WORK TO COMPLETE:
Turn the entries below into a JSON list of strings, one string for each line, with blank lines left out.

INFORMATION PROVIDED:
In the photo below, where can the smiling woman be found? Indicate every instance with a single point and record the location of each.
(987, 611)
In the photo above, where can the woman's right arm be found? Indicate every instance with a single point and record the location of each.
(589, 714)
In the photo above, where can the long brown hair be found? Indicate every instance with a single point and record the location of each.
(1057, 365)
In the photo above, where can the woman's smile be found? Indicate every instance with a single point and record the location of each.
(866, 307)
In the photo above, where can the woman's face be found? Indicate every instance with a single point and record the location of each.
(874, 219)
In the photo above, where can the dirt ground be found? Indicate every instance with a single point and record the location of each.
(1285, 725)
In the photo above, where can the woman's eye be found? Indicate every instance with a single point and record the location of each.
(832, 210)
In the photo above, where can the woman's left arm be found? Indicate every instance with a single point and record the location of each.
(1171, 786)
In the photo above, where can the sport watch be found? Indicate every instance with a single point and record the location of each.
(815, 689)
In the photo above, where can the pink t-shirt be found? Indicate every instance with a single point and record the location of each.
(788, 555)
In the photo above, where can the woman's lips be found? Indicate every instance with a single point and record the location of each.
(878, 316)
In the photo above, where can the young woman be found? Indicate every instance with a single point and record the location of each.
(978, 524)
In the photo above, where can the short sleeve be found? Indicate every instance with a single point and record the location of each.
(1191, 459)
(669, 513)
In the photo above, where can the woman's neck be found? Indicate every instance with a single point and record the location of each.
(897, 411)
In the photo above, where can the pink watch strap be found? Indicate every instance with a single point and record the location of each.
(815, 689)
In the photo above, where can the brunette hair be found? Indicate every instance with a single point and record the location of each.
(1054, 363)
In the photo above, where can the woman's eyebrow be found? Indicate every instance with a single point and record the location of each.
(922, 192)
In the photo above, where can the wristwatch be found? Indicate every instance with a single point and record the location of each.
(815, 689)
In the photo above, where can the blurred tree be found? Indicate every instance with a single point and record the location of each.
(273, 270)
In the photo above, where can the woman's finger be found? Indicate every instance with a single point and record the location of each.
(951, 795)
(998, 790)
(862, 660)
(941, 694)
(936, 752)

RESULT OF THIS TASK:
[
  "In the photo below, where can the smiling woman be found? Indicate every instance with a single point and record the location of each.",
  "(987, 611)",
  "In the photo above, where can the woman's right arm be found? Indicate every instance with a single point and record the location of each.",
  "(589, 714)",
  "In the photo above, where can the long brown hair be found? Indicate every instance with a single point and record the location of each.",
  "(1057, 365)",
  "In the photo above, where can the woman's smile be found? Indicate every instance with a single point and record the location of each.",
  "(866, 307)",
  "In the photo above, where can the woman's face be found? Indicate every instance with a single point and record the location of each.",
  "(874, 219)",
  "In the photo above, where can the dirt ground be found? Indicate every instance with a single point and record the location of each.",
  "(1285, 725)",
  "In the photo above, where can the woman's eye be found? Indicate every instance with a single point and record the location of each.",
  "(832, 210)",
  "In the photo above, where can the woman's left arm be found? Indicate every instance with a single point and record the location of each.",
  "(1171, 786)",
  "In the photo above, where can the sport watch be found? Indicate every instance with a single point and record the location of each.",
  "(815, 689)",
  "In the photo above, where can the pink t-shirt be found? Indicate every instance with a single point and record the location of each.",
  "(788, 555)",
  "In the photo above, where can the woman's lips be found? Indicate every instance with a single point and record the location of each.",
  "(878, 316)",
  "In the photo above, where can the young woman be found? Indicate every instance with a single point and record the location of each.",
  "(978, 524)",
  "In the photo above, where can the short sleeve be found? Indicate every instance with a single point and record the location of each.",
  "(1191, 459)",
  "(669, 513)",
  "In the photo above, where can the woman's neck be found? Indicate every instance with a single point and record the location of each.",
  "(897, 411)",
  "In the photo above, where can the pink watch strap be found? Indicate every instance with a single point and record the location of each.",
  "(815, 689)",
  "In the photo above, where can the brunette hair be found? Indicate every instance with a single point and record the location of each.",
  "(1054, 363)",
  "In the photo above, where can the woman's eyebrow be found? Indicate every instance with a single point and record the location of each.",
  "(922, 192)",
  "In the photo above, where can the wristwatch be found? Indicate every instance with a single point and record the location of each.",
  "(815, 689)",
  "In the photo above, where can the blurred tree be found? Indicate every instance with a single point and record the location of each.",
  "(273, 270)",
  "In the photo above, where can the woman's finger be found? Indicate every instance with a single point and record the location of each.",
  "(951, 795)",
  "(998, 790)",
  "(862, 660)",
  "(941, 694)",
  "(936, 752)"
]